Provided text:
>>>
Two elderly men who lived in Bedok Reservoir Road and Hougang passed away from dengue, announced the Ministry of Health (MOH) and the National Environment Agency (NEA) on Saturday (9 February).
The 74-year-old man, who stayed at Bedok Reservoir Road, passed away on 3 February. While, the 77-year-old man, who stayed at Hougang Avenue 3, passed away on Thursday.
The two cases are the first two reported cases of dengue-related deaths this year.
The authorities states that although most dengue patients recover from the infection, a small number may develop complications that can lead to the death, especially in the case of older patients and those with concurrent medical condition.
183 dengue cases were reported in the week ending 2 February 2019, 39 cases fewer than in the previous week. A total of 1093 cases of dengue were reported during the year of 2019.
A total of 167 dengue cases have been reported in the dengue cluster of Bedok Reservoir Road, Jalan Damai, Jalan Tenaga and Kaki Bukit Avenue 1 as of Friday.
Six dengue cases have been reported at Hougang Avenue 3.
As of 4 February 2019, there were 47 active dengue clusters, with the largest located at Bedok Reservoir Rd / Jln Damai (Blk 670) / Jln Tenaga (Blk 654) / Kaki Bt Ave 1.
NEA has been conducting inspections in the Bedok cluster since 23 November and at Hougang Avenue 3 since it was notified as a dengue cluster on Friday.
A total of 102 mosquito breeding habitats were found and destroyed as of Friday in the Bedok cluster. Among them, 79 were in residential premises, eight in industrial premises and 15 in common areas.
At Hougang Avenue 3, two mosquito breeding habitats, all detected in common areas, were found and destroyed.
<<<
(Records taken from a dataset)
>>>
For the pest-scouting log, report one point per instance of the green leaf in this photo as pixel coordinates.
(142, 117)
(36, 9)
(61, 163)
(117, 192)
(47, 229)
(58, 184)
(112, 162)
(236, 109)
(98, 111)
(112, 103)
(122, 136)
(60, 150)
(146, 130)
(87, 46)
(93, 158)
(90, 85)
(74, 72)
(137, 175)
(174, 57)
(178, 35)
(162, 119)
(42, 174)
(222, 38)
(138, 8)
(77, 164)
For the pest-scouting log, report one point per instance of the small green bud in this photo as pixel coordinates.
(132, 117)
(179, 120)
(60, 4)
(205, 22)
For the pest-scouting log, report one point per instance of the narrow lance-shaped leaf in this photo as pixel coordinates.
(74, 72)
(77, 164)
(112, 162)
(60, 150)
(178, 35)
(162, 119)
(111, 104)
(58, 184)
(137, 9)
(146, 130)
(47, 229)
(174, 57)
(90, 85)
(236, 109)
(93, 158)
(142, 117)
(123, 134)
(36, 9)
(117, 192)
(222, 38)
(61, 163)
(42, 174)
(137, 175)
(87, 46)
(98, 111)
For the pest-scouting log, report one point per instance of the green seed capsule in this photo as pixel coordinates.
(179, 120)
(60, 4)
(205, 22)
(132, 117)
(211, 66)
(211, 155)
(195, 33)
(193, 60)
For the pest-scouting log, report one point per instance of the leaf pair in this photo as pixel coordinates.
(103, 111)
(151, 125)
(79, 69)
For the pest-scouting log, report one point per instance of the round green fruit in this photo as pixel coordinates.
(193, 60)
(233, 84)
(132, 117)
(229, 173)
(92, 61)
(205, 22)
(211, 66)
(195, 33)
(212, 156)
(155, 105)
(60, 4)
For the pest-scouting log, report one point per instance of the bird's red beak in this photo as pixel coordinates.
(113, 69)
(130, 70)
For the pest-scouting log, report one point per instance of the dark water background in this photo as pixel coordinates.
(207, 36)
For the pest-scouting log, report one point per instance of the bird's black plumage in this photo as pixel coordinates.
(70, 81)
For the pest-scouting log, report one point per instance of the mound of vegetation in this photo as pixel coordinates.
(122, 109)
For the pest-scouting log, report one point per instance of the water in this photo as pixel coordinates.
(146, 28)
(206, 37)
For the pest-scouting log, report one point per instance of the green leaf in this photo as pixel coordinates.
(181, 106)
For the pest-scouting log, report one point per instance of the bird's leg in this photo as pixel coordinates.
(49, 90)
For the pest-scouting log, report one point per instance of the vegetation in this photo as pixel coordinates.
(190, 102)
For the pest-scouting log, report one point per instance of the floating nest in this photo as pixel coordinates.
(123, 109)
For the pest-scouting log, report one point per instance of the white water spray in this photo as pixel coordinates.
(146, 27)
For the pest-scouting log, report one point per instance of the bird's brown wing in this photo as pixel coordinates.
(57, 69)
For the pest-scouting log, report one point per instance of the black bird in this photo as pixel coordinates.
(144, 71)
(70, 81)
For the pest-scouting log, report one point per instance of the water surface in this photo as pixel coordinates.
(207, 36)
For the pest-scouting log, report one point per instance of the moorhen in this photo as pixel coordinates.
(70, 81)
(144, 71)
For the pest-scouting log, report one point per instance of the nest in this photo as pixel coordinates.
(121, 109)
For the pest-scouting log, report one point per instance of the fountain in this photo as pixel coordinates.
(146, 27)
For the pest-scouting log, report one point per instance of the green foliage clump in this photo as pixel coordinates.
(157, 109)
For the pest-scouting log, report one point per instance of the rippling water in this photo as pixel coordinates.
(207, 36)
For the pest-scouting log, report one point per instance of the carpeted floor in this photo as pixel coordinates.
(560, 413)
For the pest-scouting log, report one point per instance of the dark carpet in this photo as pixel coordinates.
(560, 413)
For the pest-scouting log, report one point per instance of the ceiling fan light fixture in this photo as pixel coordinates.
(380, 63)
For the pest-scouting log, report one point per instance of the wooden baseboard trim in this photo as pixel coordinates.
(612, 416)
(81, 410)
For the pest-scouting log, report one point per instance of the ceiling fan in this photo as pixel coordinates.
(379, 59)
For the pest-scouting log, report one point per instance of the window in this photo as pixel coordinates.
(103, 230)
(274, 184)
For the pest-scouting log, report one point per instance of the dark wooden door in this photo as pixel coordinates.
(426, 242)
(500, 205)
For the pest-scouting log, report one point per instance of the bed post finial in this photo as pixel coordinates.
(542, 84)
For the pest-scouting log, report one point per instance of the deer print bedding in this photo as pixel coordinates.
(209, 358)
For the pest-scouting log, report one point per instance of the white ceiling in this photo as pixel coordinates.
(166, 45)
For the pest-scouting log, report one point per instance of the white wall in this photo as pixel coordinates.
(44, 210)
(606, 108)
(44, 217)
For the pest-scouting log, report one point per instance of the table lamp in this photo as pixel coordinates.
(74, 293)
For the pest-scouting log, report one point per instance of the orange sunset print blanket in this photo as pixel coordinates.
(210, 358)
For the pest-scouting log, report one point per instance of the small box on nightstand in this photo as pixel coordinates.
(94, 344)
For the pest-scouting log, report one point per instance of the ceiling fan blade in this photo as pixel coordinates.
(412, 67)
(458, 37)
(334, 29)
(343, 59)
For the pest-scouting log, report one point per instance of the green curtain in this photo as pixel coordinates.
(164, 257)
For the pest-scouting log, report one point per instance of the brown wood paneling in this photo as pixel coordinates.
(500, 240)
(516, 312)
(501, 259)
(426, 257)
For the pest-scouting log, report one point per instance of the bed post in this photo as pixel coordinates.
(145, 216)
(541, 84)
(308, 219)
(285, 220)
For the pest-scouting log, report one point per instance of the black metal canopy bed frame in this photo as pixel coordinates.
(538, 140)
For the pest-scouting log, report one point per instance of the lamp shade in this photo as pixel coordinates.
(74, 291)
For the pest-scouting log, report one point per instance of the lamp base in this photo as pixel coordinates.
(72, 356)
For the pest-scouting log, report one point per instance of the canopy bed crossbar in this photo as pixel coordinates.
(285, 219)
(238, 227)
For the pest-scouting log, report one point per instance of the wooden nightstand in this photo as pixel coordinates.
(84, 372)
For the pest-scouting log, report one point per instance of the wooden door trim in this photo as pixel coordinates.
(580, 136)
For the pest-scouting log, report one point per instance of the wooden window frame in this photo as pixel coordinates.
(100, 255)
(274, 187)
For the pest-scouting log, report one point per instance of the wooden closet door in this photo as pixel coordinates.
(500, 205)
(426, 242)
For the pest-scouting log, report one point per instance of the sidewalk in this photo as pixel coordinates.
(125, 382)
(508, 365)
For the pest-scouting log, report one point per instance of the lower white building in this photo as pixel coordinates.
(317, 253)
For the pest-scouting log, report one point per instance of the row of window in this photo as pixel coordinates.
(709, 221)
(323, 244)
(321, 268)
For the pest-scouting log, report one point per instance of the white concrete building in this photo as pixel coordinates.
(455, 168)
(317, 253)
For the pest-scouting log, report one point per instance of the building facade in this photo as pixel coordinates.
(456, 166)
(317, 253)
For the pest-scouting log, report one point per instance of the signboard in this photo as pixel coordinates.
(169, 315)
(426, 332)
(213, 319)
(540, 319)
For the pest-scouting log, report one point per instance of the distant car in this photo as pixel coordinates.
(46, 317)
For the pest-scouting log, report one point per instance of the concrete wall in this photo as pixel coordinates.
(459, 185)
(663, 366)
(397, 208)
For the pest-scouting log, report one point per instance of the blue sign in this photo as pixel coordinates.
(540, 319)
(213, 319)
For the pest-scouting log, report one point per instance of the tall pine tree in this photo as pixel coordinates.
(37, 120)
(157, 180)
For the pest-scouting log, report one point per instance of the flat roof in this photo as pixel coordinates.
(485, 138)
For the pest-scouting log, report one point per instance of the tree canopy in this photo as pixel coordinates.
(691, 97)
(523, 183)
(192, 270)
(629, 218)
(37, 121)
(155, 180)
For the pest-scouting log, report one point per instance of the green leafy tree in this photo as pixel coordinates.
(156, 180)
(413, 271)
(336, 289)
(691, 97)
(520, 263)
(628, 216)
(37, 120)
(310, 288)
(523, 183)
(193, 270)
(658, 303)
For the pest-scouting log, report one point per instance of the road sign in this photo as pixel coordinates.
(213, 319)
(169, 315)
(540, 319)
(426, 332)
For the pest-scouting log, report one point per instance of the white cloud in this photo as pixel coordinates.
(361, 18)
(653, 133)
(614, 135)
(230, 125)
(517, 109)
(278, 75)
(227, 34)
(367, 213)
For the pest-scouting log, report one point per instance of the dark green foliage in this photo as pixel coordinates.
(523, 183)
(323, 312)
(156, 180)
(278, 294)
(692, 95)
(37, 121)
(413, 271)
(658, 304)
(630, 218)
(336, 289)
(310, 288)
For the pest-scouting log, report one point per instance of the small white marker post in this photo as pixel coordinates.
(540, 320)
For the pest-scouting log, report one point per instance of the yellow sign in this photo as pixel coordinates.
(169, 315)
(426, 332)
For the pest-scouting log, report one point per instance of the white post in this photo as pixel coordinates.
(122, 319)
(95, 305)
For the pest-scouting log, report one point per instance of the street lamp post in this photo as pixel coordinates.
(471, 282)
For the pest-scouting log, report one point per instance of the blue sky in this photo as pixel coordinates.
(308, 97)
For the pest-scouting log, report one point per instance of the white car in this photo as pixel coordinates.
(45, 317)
<<<
Answer these questions using the dengue report above:
(a) How old was the man from Bedok Reservoir Road who died?
(b) How many dengue cases were reported in the week ending 2 February 2019?
(c) How many mosquito breeding habitats were found and destroyed at Hougang Avenue 3?

Solution:
(a) 74 years old
(b) 183 cases
(c) Two